Job — Reproduce all of the data exactly.

(Some records)
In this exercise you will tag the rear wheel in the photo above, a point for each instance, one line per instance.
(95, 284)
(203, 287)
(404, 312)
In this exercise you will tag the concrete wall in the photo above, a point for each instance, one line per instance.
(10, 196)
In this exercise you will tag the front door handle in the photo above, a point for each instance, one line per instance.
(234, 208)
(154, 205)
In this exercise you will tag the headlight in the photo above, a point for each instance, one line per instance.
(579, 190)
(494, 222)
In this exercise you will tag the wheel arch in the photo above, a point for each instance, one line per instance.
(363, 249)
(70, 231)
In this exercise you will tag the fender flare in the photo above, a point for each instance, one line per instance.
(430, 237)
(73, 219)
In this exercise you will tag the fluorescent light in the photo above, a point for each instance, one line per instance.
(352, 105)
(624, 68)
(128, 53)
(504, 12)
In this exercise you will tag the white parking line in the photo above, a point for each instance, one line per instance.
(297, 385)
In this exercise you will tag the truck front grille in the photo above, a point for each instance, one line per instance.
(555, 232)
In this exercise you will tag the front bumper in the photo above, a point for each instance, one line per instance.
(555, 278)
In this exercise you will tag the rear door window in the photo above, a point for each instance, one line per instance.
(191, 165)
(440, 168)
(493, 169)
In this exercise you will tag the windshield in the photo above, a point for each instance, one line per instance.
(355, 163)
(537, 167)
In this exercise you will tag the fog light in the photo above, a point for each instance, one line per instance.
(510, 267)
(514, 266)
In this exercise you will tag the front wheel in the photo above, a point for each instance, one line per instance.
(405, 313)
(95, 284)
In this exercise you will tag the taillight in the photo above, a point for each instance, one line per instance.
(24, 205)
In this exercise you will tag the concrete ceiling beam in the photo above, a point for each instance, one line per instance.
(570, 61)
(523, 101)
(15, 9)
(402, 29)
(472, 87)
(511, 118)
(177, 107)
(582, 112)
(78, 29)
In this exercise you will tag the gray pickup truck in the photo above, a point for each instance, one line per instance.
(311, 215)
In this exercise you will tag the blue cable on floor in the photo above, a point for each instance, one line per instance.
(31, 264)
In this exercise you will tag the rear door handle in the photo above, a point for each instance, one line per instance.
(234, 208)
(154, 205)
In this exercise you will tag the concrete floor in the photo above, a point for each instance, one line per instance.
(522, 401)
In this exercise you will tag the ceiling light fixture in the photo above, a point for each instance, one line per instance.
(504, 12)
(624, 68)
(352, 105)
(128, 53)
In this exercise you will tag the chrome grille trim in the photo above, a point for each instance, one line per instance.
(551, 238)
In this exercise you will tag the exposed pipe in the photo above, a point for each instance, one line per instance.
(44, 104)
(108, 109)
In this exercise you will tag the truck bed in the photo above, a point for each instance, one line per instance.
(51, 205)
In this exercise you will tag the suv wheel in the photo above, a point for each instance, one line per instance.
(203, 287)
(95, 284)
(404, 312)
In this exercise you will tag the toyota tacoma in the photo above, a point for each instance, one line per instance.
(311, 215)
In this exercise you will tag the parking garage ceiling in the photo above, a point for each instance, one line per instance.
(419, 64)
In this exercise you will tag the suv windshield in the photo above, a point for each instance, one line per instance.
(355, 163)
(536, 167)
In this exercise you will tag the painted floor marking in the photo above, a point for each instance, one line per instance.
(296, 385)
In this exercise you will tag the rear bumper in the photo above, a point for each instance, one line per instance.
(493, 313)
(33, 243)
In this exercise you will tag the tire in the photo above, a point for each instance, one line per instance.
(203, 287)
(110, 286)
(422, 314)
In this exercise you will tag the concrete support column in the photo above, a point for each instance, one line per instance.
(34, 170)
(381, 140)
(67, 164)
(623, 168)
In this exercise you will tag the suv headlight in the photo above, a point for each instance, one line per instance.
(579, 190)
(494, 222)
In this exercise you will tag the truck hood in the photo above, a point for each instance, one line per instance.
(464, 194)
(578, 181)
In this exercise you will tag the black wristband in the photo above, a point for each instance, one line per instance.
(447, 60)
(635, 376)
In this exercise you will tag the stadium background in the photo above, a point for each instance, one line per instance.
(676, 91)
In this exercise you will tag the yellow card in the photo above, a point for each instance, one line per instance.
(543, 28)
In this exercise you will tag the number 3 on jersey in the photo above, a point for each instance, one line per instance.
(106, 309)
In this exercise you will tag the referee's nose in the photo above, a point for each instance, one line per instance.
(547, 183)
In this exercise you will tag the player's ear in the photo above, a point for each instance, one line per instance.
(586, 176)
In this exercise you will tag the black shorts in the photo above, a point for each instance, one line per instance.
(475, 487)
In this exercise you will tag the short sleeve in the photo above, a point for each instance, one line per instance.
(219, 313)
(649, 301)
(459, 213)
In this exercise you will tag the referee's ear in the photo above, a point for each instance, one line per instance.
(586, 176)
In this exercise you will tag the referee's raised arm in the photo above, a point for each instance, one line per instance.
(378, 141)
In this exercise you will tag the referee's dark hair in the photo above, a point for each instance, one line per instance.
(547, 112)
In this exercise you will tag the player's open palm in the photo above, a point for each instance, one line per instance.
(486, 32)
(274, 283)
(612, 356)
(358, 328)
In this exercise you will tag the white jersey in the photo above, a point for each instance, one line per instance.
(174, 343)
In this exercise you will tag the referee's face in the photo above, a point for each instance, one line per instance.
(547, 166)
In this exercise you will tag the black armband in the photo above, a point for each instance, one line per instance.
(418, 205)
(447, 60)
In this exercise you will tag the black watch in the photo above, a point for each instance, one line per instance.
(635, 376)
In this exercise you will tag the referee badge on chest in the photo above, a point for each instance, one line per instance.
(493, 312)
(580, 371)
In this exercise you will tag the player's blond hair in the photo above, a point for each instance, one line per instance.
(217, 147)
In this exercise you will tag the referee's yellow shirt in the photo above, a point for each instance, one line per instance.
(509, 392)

Completed task —
In this exercise you will tag the rear wheel in the photo above, a point for each instance, one line per instance.
(95, 284)
(203, 287)
(404, 312)
In this exercise you will tag the concrete wall in the photo above, a point for each instance, one line per instance.
(10, 196)
In this exercise you will tag the front door handle in the photo above, a point for each instance, one line per instance.
(234, 208)
(154, 205)
In this exercise you will tag the headlight in the photo above, a point for each instance, one line per instance.
(579, 190)
(494, 222)
In this exercise you will tag the wheel arch in the photo above, a point for each instance, one line per instance.
(363, 249)
(70, 231)
In this exercise you will tag the fender flare in the photo above, a point for each instance, one line per instance.
(430, 237)
(73, 219)
In this exercise you will tag the fluorescent light in the photo above, a point for each instance, one line per instance.
(352, 105)
(624, 68)
(128, 53)
(504, 12)
In this exercise you will tag the white parking line in the photo above, a point for each instance, one line per instance.
(297, 385)
In this exercise you will tag the truck front grille in the photo above, a point for each instance, one line per instance.
(555, 232)
In this exercise you will tag the front bumper in the photo above, a point for each instance, one line per instance.
(555, 278)
In this exercise you will tag the rear door window in the photo above, a point for each instance, one line per instance.
(191, 165)
(440, 168)
(493, 169)
In this exercise you will tag the windshield in the photo above, a point for each instance, one line per instance.
(355, 163)
(537, 167)
In this exercise you will tag the fog light in the photo above, a point for each instance, one line per instance.
(510, 267)
(514, 266)
In this exercise you will tag the front wheel in the photo above, a point for each instance, one line per instance.
(405, 313)
(95, 284)
In this exercise you will tag the taillight in the photo above, a point for each instance, one line per instance.
(24, 205)
In this exercise you will tag the concrete ceiling beam in the photo above, a point for each instance, one line per instance.
(570, 61)
(523, 101)
(15, 9)
(402, 29)
(472, 87)
(511, 118)
(177, 107)
(582, 112)
(78, 29)
In this exercise you will tag the gray pickup truck in the photo above, a point for each instance, one line per instance.
(311, 215)
In this exercise you will tag the blue cable on floor in the photo above, a point for each instance, one line per instance.
(31, 264)
In this exercise you will tag the rear door handle in the photo above, a point for each instance, one line per instance.
(234, 208)
(154, 205)
In this exercise you will tag the concrete floor in the photo above, a point for each instance, one line per instance.
(522, 401)
In this exercise you will tag the ceiling light fixture in the photo above, a point for each instance, one line per instance.
(504, 12)
(624, 68)
(352, 105)
(128, 53)
In this exercise you will tag the chrome grille trim in the photo above, a point for each instance, one line per instance.
(551, 238)
In this exercise you will tag the exposed pipe in the photo above, a point for each instance, one line per instance.
(44, 104)
(108, 109)
In this exercise you will tag the truck bed in the photo above, a point for each instance, one line per instance.
(51, 205)
In this exercise you will tag the suv wheel in the photo above, a point for each instance, one line per instance.
(203, 287)
(95, 284)
(404, 312)
In this exercise you will tag the toyota tacoma in the photo above, a point for each instance, one line per instance.
(311, 215)
In this exercise you will tag the parking garage ceiling in the photo above, a point for each instance, one line per instance.
(419, 64)
In this exercise you will tag the suv windshield in the photo above, a point for each instance, one line per instance.
(355, 163)
(536, 167)
In this exercise you will tag the painted floor marking in the photo above, a point for each instance, one line per instance.
(296, 385)
In this exercise you will tag the rear bumper in the photo above, a point for each instance, one line per instance.
(493, 313)
(33, 243)
In this exercise you will tag the tire in the photo above, a point for each instance, one line per instance.
(203, 287)
(110, 286)
(422, 314)
In this exercise you will tag the concrete support column in the photo above, a point for each instance, one line per instance.
(34, 170)
(381, 140)
(67, 164)
(623, 168)
In this exercise you will tag the suv headlight in the photo above, a point for each instance, one line per instance.
(579, 190)
(494, 222)
In this exercise you will tag the truck hood in the photo above, a point for each instance, one line per instance.
(464, 194)
(578, 181)
In this exercise you will tag the black wristband in the photo above, a point for each instance, one line per instance.
(447, 60)
(635, 376)
In this exercise you will tag the stadium background in the photo above, a point for each instance, one line per instance.
(676, 91)
In this exercise you will tag the yellow card in the photo above, a point for each instance, one line per instance.
(543, 28)
In this exercise you will tag the number 3 on jersey in the photo above, a point for each instance, one line per instance.
(106, 309)
In this exercise you will tag the referee's nose in the photo above, a point for each instance, one line per instance.
(547, 183)
In this exercise you will tag the player's ear in the photo above, a point for each instance, one line per instance.
(586, 176)
In this exercise you will tag the black shorts in the photo above, a point for each instance, one line per instance.
(475, 487)
In this exercise you will tag the short sleeve in the photo above, a point for each instance, one line per instance.
(219, 313)
(649, 301)
(459, 213)
In this exercise you will tag the referee's ear in the photo above, a point for each instance, one line per instance.
(586, 176)
In this exercise you will tag the referee's raised arm in the photo above, a point for each instance, one line per instance.
(378, 141)
In this exercise you will tag the referee's dark hair in the photo above, a point for each instance, one line per instance.
(547, 112)
In this exercise you will tag the player's open palm in the photo above, a point for each instance, one line per instance.
(486, 32)
(274, 283)
(612, 356)
(358, 328)
In this exercise you will tag the white jersey in the photo above, a point for each instance, one line per instance.
(174, 343)
In this exercise you will tag the referee's face in the photo above, a point for each instance, one line per instance.
(547, 166)
In this exercise you will tag the black armband in the photo above, a point for each instance, one line per instance.
(418, 205)
(447, 60)
In this exercise you will tag the black watch in the photo above, a point for each instance, one line per instance.
(635, 376)
In this exercise you will tag the referee badge on chest in the photo above, a point for each instance, one line per instance.
(493, 312)
(580, 371)
In this exercise you will tag the player's blond hair in the photo above, a point for each instance, one line per instance.
(217, 147)
In this exercise you will tag the referee's yellow shirt in the photo above, a point for each instance, one line per instance.
(509, 392)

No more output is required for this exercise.